* BEGIN MATERIALS PROVIDED *
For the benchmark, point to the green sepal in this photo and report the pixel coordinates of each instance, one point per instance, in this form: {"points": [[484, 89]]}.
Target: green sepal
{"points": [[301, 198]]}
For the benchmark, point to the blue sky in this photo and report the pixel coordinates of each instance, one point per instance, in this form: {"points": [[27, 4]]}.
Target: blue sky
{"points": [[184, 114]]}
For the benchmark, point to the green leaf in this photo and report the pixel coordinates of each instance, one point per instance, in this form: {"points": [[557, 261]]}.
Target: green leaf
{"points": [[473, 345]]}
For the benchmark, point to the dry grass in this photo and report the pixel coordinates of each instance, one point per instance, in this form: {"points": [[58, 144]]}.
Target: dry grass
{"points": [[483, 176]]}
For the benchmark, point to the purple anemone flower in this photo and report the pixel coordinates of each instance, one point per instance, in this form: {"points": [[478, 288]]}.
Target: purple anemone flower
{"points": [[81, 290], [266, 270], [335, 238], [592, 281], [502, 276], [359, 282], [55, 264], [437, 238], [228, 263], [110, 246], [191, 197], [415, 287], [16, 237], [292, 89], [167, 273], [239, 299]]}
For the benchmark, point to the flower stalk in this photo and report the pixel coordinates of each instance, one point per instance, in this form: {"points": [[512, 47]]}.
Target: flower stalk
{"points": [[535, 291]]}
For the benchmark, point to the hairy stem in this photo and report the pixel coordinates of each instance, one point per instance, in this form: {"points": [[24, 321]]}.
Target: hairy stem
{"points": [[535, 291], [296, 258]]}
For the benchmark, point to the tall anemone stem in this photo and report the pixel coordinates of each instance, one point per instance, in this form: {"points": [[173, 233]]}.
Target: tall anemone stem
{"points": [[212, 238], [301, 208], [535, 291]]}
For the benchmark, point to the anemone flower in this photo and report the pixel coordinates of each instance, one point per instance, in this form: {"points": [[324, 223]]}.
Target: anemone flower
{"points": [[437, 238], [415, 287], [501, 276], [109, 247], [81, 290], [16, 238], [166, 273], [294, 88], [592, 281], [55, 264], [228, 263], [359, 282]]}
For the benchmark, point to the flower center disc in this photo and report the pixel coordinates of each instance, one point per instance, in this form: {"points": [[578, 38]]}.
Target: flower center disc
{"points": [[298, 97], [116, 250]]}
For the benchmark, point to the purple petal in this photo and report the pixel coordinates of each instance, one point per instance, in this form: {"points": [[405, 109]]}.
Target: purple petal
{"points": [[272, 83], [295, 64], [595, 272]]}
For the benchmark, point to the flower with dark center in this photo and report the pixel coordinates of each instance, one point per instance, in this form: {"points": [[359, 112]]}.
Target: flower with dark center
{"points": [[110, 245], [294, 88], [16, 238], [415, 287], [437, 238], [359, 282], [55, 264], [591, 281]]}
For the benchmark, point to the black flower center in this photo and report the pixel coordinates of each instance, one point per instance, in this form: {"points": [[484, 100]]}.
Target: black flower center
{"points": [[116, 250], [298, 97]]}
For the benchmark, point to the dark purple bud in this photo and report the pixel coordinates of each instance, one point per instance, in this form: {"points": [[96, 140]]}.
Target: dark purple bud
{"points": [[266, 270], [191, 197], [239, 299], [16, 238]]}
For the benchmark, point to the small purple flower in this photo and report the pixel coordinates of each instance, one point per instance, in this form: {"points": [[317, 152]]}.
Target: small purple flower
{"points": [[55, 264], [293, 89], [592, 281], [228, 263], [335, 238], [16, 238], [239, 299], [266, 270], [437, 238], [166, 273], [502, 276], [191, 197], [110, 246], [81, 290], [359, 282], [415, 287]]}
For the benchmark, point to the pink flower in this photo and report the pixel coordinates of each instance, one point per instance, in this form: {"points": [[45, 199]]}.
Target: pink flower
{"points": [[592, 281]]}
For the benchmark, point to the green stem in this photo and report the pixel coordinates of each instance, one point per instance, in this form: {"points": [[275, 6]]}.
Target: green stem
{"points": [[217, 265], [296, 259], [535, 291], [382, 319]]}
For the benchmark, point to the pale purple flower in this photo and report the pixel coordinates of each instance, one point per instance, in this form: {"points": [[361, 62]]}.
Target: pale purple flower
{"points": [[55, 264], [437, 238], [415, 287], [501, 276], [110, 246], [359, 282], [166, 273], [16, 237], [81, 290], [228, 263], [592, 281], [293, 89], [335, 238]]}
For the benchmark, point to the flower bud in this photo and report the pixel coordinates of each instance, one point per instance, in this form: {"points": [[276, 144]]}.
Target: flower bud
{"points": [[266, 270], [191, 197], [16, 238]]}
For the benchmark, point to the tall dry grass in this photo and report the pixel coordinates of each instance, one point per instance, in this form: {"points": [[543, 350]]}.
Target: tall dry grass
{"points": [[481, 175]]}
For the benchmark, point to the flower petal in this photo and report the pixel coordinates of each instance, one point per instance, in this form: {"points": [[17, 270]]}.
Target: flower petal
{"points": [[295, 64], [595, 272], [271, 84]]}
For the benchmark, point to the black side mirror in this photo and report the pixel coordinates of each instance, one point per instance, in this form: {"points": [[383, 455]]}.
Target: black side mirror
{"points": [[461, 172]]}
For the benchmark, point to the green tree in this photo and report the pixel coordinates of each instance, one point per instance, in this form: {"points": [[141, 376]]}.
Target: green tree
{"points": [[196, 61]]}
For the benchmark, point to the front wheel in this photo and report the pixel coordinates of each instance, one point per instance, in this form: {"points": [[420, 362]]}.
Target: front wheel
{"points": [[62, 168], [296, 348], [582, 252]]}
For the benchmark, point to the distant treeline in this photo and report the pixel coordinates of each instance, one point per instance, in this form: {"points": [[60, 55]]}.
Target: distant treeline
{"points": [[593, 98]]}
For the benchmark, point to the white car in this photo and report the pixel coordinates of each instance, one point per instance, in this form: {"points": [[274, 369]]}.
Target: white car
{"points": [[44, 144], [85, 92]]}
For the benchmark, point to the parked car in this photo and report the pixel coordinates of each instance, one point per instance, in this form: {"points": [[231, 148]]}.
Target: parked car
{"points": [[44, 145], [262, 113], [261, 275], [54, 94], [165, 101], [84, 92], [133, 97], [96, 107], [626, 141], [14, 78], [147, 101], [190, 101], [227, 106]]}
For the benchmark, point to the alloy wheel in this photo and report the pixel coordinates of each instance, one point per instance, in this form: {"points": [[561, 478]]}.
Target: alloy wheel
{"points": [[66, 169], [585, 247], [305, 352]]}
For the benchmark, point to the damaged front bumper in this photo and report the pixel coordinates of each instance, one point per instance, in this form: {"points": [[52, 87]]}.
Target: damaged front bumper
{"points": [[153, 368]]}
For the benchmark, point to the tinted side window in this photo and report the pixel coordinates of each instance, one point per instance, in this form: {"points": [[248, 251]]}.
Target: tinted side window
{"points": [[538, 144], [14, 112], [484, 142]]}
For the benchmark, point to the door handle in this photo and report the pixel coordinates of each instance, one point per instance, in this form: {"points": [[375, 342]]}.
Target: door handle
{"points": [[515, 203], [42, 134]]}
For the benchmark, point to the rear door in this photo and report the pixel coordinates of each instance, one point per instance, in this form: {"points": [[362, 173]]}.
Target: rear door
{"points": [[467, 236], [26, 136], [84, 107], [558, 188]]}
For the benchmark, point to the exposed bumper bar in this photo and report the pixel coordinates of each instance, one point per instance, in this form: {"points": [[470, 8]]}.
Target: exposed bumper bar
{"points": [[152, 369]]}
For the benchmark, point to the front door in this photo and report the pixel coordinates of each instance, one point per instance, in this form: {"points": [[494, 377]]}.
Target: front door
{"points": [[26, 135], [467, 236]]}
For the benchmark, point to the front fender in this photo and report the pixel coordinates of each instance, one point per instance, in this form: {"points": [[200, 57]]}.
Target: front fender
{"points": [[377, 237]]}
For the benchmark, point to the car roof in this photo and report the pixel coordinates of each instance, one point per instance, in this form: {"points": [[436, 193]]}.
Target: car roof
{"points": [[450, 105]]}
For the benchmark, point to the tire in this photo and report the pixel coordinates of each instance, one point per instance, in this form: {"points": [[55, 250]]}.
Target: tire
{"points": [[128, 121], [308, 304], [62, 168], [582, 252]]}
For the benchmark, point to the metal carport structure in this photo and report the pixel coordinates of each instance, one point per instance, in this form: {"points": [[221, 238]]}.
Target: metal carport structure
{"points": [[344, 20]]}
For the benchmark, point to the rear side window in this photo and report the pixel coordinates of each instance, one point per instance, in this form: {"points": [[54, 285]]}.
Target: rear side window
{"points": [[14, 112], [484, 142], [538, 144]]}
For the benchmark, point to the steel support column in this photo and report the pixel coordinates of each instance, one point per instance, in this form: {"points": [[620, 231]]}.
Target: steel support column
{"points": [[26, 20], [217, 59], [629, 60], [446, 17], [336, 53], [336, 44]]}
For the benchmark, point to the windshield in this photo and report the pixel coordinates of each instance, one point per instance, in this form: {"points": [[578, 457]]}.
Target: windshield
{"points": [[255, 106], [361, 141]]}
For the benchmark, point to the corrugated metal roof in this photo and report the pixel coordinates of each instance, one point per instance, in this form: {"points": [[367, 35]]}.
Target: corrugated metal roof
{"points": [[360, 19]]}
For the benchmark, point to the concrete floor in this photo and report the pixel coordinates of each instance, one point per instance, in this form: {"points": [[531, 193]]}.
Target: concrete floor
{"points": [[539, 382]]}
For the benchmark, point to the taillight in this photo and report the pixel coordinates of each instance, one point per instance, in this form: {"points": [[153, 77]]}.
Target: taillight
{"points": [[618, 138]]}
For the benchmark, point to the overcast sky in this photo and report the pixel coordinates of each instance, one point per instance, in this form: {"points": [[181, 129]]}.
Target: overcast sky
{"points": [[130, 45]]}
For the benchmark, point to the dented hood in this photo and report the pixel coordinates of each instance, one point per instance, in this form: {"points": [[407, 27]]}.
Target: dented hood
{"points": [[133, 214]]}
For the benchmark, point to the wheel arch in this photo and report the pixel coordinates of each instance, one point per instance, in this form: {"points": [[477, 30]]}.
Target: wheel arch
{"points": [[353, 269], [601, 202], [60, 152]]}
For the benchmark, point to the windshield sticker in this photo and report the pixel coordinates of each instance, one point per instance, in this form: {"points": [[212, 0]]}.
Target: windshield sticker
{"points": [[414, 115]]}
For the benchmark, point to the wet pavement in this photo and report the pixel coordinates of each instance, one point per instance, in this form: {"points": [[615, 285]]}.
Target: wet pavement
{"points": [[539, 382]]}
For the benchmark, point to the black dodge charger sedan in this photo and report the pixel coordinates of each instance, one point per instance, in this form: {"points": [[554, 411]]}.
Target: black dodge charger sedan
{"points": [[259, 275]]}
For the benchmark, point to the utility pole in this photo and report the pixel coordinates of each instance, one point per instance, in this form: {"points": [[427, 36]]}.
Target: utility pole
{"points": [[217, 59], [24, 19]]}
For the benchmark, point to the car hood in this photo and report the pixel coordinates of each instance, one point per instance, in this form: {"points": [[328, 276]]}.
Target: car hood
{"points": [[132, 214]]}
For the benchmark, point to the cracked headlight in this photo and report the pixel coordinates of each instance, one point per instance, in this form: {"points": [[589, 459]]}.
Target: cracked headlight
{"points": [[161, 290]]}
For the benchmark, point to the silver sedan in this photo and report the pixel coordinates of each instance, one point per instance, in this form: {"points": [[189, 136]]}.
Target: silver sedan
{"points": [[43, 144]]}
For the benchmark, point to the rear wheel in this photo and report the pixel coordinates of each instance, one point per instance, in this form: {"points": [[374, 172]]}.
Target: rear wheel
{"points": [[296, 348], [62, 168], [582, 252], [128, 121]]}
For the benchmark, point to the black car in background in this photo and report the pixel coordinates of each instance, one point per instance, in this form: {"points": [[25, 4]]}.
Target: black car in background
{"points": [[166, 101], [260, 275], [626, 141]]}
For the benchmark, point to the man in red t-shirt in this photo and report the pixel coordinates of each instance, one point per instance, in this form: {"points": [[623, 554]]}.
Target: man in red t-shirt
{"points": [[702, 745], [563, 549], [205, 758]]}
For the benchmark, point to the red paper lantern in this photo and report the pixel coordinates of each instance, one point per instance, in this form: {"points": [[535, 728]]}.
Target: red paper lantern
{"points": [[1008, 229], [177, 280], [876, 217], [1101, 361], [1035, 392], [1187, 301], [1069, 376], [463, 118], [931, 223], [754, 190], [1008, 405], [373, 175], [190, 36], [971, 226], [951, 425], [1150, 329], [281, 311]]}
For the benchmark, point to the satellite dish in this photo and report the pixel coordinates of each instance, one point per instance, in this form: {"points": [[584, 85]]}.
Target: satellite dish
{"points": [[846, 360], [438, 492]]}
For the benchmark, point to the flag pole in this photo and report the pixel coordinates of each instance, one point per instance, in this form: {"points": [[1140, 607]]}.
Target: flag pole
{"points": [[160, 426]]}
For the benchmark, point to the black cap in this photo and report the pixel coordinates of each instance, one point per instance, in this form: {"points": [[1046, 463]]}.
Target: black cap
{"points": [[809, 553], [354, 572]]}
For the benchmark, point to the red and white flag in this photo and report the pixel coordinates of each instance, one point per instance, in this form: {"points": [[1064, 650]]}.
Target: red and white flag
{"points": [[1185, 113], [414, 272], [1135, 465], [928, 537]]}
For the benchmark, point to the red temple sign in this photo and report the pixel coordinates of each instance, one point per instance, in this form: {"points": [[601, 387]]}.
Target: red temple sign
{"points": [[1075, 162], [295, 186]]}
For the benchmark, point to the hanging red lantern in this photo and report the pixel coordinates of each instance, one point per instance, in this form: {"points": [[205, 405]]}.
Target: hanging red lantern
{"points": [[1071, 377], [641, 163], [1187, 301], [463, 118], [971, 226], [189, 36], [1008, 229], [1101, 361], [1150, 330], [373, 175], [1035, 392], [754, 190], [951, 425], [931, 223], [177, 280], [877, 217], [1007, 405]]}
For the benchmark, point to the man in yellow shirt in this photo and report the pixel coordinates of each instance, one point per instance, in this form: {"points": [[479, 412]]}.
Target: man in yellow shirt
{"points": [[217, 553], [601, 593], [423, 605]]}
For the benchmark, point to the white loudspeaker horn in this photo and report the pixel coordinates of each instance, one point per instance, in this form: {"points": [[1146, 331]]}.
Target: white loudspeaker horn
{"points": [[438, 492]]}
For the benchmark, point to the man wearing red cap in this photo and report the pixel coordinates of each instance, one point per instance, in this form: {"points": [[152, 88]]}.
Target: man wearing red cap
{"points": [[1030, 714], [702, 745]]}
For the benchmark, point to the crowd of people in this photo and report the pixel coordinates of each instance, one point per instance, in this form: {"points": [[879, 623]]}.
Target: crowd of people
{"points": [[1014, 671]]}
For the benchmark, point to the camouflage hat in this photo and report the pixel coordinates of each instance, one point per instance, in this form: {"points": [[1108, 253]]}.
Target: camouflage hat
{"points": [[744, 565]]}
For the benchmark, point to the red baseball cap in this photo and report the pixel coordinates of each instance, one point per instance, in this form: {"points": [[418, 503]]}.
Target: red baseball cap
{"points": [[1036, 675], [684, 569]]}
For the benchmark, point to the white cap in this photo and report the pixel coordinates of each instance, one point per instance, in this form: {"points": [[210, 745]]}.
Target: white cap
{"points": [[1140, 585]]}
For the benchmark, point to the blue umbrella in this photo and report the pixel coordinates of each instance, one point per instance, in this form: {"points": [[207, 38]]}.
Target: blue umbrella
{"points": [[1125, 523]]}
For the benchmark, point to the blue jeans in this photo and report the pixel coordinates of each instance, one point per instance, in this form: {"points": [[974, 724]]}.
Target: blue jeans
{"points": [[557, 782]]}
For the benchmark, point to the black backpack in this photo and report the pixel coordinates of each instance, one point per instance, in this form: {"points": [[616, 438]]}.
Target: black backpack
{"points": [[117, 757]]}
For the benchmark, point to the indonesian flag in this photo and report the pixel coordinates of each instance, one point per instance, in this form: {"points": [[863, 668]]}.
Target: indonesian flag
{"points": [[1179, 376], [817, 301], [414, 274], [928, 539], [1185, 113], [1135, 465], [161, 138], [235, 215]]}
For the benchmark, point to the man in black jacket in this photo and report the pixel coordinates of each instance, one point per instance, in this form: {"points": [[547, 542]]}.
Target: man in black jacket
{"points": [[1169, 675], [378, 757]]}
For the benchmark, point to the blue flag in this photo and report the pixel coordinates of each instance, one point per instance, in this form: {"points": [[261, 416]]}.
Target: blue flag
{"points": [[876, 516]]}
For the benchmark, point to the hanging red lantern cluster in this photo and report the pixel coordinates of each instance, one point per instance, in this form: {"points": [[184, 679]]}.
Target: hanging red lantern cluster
* END MATERIALS PROVIDED *
REQUIREMENT
Copy out every line from the one containing "For the benchmark, point to the man in black" to the end of the material, both ends included.

OUTPUT
For the benchmark, point to the man in black jacket in this photo and report the pixel coordinates of each instance, one point per instance, in this form: {"points": [[547, 542]]}.
Target: man in black jacket
{"points": [[1169, 675], [378, 757]]}
For the benchmark, point to the blue flag in this photo and report the pixel coordinates of each instance, one point per instance, in this form: {"points": [[261, 416]]}.
Target: blue flag
{"points": [[876, 516]]}
For the benchmark, point to the hanging red lantern cluster in this photo and report the pixel coordinates of each instance, one point per instance, in this form: {"points": [[184, 679]]}.
Target: hanging red lantern cluster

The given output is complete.